TASK TO CARRY OUT = Report how many lines in the records below contain the word "cross". Case counts. Give only the number.
──────── RECORDS PROVIDED
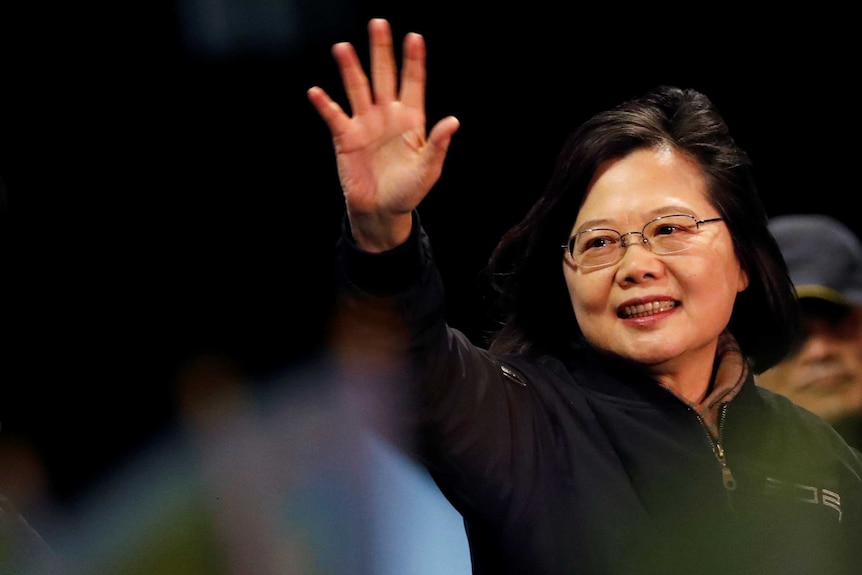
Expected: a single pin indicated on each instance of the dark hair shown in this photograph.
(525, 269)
────────────────
──────── RECORDS PROVIDED
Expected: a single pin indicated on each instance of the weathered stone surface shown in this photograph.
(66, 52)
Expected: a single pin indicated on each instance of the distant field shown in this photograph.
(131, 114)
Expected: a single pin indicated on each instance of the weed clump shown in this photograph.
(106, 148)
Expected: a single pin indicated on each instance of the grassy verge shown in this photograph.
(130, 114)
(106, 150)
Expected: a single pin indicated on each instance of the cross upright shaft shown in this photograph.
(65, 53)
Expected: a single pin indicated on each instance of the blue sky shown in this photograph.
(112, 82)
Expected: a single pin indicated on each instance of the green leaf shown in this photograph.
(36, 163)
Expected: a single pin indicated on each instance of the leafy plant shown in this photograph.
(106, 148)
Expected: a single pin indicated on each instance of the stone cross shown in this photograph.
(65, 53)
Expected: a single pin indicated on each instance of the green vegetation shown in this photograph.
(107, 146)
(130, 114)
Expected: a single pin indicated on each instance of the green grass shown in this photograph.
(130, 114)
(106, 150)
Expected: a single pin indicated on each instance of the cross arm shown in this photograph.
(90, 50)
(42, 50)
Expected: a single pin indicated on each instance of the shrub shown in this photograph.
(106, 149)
────────────────
THE RESPONSE = 3